Copy out the records that follow, leaving every character as it is.

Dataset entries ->
::::
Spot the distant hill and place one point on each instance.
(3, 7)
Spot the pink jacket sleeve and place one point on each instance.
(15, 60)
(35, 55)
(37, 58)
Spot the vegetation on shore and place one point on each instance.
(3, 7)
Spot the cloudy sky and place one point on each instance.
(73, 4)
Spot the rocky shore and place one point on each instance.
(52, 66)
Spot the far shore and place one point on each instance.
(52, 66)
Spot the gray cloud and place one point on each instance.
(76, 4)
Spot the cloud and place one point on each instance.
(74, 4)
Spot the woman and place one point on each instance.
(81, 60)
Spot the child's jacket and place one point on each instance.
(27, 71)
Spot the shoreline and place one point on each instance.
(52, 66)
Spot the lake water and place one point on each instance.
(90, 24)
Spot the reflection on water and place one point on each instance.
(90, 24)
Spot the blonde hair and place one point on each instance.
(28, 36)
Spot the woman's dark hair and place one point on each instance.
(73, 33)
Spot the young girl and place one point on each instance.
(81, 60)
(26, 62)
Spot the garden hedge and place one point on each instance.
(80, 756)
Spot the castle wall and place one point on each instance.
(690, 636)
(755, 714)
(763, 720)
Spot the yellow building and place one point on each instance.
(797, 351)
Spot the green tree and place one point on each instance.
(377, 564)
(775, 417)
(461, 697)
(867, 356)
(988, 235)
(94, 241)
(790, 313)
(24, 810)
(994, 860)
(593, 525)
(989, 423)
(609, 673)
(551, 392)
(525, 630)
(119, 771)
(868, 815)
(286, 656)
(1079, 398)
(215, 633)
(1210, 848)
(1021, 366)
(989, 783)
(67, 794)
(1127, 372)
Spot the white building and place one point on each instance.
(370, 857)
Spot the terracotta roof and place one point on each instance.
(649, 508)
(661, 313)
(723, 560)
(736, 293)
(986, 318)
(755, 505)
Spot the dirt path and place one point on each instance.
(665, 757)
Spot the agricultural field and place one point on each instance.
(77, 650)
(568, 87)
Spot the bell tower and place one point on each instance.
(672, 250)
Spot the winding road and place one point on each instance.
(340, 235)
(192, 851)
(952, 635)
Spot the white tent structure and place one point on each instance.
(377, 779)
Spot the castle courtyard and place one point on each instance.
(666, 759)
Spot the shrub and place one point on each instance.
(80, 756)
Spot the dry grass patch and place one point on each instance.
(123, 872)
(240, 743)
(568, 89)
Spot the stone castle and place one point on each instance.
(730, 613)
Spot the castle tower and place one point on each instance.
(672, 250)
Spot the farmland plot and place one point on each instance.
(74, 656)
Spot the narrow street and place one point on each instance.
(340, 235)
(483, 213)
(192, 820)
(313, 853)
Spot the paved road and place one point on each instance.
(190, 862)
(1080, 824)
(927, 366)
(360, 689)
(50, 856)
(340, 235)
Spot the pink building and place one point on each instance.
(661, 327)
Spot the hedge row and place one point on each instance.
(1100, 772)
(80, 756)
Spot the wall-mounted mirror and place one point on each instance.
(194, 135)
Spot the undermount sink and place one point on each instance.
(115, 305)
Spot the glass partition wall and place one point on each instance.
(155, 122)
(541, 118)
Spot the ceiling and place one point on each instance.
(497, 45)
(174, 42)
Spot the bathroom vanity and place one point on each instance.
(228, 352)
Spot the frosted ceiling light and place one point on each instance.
::::
Response to this exercise ->
Spot the distant hill and place one point on each instance.
(3, 7)
Spot the pink jacket sleeve and place one point on each instance.
(15, 60)
(35, 55)
(37, 58)
Spot the vegetation on shore and place one point on each instance.
(3, 7)
Spot the cloudy sky and place one point on each instance.
(73, 4)
Spot the rocky shore and place one point on each instance.
(52, 66)
Spot the far shore and place one point on each instance.
(52, 66)
Spot the gray cloud and place one point on each instance.
(76, 4)
Spot the cloud and place one point on each instance.
(74, 4)
Spot the woman and place one point on each instance.
(81, 60)
Spot the child's jacket and place one point on each instance.
(27, 71)
Spot the shoreline and place one point on each instance.
(52, 66)
Spot the lake water and place one point on each instance.
(90, 24)
Spot the reflection on water and place one point on each instance.
(90, 24)
Spot the blonde hair and place one point on each instance.
(28, 36)
Spot the woman's dark hair and place one point on each instance.
(73, 33)
Spot the young girl and place one point on each instance.
(81, 60)
(26, 62)
Spot the garden hedge and place one point on each instance.
(80, 756)
Spot the castle wall and place one point on each instance.
(690, 636)
(755, 714)
(763, 720)
Spot the yellow building and place one point on each instance.
(797, 351)
Spot the green tree and place one point on each instance.
(377, 564)
(775, 417)
(461, 697)
(867, 356)
(988, 235)
(94, 241)
(790, 313)
(24, 810)
(994, 860)
(593, 525)
(989, 423)
(609, 673)
(551, 392)
(525, 630)
(119, 771)
(868, 815)
(286, 656)
(1079, 398)
(215, 633)
(1210, 848)
(1021, 366)
(989, 783)
(67, 794)
(1127, 372)
Spot the white building and place one point on each instance.
(370, 857)
Spot the terracotta roof and place one point on each instance.
(649, 508)
(661, 313)
(723, 560)
(736, 293)
(986, 318)
(755, 505)
Spot the dirt path and place one point on each instance.
(665, 757)
Spot the agricultural field and place one point on each instance.
(77, 650)
(568, 87)
Spot the bell tower and place one point on each instance.
(672, 250)
Spot the winding road and place one point on each instance.
(340, 235)
(192, 851)
(952, 635)
Spot the white tent structure and place one point on each instance.
(377, 779)
Spot the castle courtyard and place one point on each instance.
(666, 759)
Spot the shrub and place one point on each instance.
(80, 756)
Spot the dry grass patch and place one point on each instance.
(123, 872)
(240, 743)
(568, 89)
Spot the stone castle and place one point on each instance.
(730, 613)
Spot the castle tower and place one point on each instance.
(672, 250)
Spot the farmland plot and place one point on each instance.
(74, 656)
Spot the narrow street and place one point on each instance.
(340, 235)
(483, 213)
(192, 820)
(313, 853)
Spot the paved road and place one point on each instance.
(190, 862)
(1080, 824)
(927, 366)
(360, 689)
(50, 856)
(340, 235)
Spot the pink building and place one point on each instance.
(661, 327)
Spot the hedge row and place one point on each instance.
(1100, 772)
(80, 756)
Spot the wall-mounted mirror and place one point on each instance.
(194, 135)
Spot the undermount sink and place one point on each instance.
(115, 305)
Spot the glass partition wall and place one point on each instance.
(155, 122)
(541, 118)
Spot the ceiling and place one point on each instance.
(497, 45)
(174, 42)
Spot the bathroom vanity and place one point on each instance.
(228, 352)
Spot the frosted ceiling light and place one point on each instance.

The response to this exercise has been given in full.